Problem details:
Some lines below hold "beetle". Pick them out and copy them.

Exercise materials:
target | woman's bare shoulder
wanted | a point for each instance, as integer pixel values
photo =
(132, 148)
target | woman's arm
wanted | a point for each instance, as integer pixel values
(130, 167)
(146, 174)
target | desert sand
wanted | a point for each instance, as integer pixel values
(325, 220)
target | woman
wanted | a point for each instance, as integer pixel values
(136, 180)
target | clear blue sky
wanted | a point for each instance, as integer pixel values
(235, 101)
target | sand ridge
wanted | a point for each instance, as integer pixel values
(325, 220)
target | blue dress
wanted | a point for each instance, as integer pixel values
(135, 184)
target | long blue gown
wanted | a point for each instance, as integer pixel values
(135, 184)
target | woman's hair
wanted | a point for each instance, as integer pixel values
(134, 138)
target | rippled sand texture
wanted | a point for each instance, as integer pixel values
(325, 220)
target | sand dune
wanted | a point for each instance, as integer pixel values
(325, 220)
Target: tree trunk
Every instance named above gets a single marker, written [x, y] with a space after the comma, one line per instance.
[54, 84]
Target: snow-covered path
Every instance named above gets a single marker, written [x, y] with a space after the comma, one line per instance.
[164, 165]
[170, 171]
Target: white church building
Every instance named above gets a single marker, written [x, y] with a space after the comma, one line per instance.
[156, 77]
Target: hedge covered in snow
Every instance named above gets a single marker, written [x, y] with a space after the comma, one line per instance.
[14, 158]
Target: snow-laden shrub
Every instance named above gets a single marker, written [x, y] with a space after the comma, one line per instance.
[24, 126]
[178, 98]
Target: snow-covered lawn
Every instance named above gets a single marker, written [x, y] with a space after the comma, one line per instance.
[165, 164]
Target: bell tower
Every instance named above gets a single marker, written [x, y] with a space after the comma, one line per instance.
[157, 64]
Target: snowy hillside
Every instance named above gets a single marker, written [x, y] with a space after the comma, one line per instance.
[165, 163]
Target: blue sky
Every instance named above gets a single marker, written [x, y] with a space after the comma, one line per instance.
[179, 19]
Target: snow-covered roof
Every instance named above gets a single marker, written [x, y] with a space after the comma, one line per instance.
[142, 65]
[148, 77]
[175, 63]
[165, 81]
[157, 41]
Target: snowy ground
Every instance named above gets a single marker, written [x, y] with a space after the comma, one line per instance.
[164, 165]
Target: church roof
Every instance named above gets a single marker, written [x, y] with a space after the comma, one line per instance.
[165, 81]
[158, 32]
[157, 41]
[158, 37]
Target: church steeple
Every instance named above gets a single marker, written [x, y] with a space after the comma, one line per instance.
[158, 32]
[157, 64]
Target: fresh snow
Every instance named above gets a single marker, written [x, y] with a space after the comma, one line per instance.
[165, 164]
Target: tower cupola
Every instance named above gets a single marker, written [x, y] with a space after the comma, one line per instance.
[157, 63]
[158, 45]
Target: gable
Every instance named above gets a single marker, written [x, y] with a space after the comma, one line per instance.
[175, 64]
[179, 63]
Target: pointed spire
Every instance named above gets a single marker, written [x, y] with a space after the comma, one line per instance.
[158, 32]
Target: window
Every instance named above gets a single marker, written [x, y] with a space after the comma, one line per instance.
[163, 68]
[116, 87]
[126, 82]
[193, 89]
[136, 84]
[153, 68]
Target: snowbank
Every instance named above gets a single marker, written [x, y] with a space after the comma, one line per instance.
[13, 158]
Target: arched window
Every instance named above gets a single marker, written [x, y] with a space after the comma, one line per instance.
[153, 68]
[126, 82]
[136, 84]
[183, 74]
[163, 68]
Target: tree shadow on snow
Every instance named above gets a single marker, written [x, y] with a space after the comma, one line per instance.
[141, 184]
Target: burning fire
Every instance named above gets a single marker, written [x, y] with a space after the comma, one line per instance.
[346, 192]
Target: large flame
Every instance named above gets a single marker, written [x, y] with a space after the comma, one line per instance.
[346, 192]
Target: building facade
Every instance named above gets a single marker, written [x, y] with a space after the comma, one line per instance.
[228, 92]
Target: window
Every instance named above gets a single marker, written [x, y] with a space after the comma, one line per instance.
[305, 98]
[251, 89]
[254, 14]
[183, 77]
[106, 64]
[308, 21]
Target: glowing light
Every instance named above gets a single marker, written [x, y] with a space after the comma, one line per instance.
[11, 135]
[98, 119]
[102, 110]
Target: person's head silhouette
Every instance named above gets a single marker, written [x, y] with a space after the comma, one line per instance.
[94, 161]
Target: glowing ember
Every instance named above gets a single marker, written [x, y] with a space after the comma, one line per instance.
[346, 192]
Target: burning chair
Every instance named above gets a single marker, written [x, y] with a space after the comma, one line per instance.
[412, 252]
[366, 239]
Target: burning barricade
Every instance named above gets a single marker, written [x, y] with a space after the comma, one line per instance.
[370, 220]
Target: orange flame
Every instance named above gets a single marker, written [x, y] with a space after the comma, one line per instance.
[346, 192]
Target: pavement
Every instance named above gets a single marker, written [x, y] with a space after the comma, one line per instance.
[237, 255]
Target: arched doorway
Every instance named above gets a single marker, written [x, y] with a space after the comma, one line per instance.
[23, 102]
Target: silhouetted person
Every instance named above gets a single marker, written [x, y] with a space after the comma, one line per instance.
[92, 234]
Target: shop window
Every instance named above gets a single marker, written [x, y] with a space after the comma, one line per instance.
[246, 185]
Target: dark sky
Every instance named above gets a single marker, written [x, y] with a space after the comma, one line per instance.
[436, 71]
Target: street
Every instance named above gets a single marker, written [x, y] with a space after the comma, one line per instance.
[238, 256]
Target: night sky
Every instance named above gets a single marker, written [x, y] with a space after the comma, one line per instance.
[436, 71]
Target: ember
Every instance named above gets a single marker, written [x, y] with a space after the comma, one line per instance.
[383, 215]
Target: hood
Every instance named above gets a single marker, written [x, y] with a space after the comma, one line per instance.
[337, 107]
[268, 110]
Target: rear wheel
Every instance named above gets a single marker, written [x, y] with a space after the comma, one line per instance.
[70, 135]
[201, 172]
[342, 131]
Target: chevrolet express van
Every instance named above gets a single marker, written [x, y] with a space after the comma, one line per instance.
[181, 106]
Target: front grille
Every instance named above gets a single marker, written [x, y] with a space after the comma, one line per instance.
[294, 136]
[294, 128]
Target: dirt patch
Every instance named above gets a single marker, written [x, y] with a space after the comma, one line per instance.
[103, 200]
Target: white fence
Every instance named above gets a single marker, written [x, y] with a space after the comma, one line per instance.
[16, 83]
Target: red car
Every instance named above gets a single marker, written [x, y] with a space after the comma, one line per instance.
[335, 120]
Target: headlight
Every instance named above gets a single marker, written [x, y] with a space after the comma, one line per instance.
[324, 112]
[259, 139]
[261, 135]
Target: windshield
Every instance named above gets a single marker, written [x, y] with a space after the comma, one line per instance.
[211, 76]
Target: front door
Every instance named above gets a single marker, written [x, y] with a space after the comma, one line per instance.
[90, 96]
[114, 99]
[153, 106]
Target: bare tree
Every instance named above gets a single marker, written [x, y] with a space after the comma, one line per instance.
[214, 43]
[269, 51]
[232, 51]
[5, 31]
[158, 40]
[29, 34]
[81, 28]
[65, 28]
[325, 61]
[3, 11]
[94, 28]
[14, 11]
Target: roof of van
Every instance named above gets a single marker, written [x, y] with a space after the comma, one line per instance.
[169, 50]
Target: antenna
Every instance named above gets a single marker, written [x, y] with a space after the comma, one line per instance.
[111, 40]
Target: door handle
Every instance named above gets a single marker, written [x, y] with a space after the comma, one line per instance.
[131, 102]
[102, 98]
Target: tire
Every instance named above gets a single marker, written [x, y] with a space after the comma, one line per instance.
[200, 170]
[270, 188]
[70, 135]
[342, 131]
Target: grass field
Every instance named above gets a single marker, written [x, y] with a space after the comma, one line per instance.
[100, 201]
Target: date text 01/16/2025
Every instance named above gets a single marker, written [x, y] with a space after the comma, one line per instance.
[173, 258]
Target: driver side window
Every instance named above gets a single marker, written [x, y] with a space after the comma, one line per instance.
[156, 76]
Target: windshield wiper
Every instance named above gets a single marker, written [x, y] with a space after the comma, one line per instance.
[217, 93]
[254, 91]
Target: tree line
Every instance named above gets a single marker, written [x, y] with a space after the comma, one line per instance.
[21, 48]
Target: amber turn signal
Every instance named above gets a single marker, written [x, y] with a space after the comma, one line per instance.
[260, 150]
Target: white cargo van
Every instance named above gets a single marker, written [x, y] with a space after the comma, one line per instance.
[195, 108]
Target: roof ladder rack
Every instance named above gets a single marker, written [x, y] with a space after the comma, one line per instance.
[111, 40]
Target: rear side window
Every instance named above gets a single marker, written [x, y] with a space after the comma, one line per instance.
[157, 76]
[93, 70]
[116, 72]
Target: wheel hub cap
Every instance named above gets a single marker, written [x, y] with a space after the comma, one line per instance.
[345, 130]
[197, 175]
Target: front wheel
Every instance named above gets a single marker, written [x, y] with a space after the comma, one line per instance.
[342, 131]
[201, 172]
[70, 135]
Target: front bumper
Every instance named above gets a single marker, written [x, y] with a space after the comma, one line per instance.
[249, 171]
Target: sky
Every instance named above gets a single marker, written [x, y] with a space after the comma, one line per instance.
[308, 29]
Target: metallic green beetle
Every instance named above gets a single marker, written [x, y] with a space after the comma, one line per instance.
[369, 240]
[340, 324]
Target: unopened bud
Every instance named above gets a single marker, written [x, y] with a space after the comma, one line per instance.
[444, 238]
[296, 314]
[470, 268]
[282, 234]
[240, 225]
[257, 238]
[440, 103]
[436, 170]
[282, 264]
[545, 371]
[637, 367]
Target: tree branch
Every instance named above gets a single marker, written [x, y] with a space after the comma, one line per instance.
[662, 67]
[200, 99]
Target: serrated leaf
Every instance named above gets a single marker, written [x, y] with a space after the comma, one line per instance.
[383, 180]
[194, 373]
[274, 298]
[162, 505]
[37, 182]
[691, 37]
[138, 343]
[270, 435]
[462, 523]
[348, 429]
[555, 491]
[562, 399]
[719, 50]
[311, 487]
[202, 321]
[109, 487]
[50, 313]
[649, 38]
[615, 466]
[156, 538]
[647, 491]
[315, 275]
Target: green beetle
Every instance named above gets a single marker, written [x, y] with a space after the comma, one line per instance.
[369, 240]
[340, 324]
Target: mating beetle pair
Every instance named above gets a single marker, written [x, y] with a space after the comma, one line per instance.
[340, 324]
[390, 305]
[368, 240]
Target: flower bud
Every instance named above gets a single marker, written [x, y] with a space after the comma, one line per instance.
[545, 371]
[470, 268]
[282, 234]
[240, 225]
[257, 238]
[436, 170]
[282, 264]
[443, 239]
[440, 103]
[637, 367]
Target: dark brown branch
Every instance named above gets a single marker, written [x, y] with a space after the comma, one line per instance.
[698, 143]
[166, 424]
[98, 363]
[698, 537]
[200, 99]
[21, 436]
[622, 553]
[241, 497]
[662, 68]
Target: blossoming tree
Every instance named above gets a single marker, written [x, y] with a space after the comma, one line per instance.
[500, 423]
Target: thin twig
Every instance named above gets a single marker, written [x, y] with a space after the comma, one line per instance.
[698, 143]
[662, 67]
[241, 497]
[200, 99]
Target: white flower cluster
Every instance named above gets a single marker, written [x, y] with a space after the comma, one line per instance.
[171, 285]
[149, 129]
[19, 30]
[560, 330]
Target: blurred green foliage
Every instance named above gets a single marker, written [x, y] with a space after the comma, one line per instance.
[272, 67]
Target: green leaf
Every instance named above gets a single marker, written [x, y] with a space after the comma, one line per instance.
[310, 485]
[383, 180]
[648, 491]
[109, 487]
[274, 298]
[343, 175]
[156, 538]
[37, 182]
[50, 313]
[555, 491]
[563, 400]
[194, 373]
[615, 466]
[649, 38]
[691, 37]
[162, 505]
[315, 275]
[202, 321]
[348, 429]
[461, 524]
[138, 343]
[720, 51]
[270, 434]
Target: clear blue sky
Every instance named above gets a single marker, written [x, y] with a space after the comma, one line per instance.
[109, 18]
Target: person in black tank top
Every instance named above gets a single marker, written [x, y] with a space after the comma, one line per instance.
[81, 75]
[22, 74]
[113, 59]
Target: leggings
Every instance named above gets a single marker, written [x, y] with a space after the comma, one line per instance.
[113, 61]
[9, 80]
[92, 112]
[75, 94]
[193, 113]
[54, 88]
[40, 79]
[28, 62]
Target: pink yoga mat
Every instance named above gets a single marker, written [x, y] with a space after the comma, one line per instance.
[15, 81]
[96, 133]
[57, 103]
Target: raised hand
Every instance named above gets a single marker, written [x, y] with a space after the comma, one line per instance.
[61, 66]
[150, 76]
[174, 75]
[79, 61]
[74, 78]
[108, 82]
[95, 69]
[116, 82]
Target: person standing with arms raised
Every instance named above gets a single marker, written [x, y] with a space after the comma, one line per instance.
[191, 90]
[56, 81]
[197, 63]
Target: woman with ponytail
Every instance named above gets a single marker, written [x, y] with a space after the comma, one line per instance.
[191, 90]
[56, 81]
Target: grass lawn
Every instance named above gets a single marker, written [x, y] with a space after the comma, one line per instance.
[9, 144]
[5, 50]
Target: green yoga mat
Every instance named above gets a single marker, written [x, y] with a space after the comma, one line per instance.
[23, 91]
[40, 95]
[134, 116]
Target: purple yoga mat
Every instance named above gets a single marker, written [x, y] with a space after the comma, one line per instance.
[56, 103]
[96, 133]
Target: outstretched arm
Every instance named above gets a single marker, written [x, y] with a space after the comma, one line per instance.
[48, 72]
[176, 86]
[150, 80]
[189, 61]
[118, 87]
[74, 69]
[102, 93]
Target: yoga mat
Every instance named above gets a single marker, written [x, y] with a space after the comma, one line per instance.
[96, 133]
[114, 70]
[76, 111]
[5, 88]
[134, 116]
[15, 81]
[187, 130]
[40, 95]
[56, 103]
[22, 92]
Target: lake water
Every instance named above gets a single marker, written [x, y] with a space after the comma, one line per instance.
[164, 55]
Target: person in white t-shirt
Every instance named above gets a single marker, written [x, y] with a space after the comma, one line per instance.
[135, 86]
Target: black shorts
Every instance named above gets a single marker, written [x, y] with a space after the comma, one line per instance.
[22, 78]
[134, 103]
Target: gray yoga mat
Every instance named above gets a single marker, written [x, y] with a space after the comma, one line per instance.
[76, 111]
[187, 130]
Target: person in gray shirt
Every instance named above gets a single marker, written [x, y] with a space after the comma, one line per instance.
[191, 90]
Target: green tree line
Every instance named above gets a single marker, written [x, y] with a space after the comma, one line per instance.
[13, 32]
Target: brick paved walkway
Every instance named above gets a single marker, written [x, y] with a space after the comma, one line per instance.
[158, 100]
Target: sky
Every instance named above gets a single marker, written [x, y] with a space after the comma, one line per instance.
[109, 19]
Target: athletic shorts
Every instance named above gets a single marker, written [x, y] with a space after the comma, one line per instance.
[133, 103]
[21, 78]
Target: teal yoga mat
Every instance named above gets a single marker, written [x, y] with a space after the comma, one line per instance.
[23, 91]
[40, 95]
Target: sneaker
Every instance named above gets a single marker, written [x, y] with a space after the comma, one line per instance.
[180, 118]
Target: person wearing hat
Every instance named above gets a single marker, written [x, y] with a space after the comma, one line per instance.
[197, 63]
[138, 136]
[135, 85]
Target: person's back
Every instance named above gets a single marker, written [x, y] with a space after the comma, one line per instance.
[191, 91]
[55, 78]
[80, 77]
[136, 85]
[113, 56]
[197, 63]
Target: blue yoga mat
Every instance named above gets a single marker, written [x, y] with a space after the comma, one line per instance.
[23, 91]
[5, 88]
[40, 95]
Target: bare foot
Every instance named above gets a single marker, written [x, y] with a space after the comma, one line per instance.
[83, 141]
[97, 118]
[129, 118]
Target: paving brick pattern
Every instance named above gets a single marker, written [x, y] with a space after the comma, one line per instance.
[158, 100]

Answer box:
Target: metallic green beetle
Target: green beetle
Target: mating beetle pair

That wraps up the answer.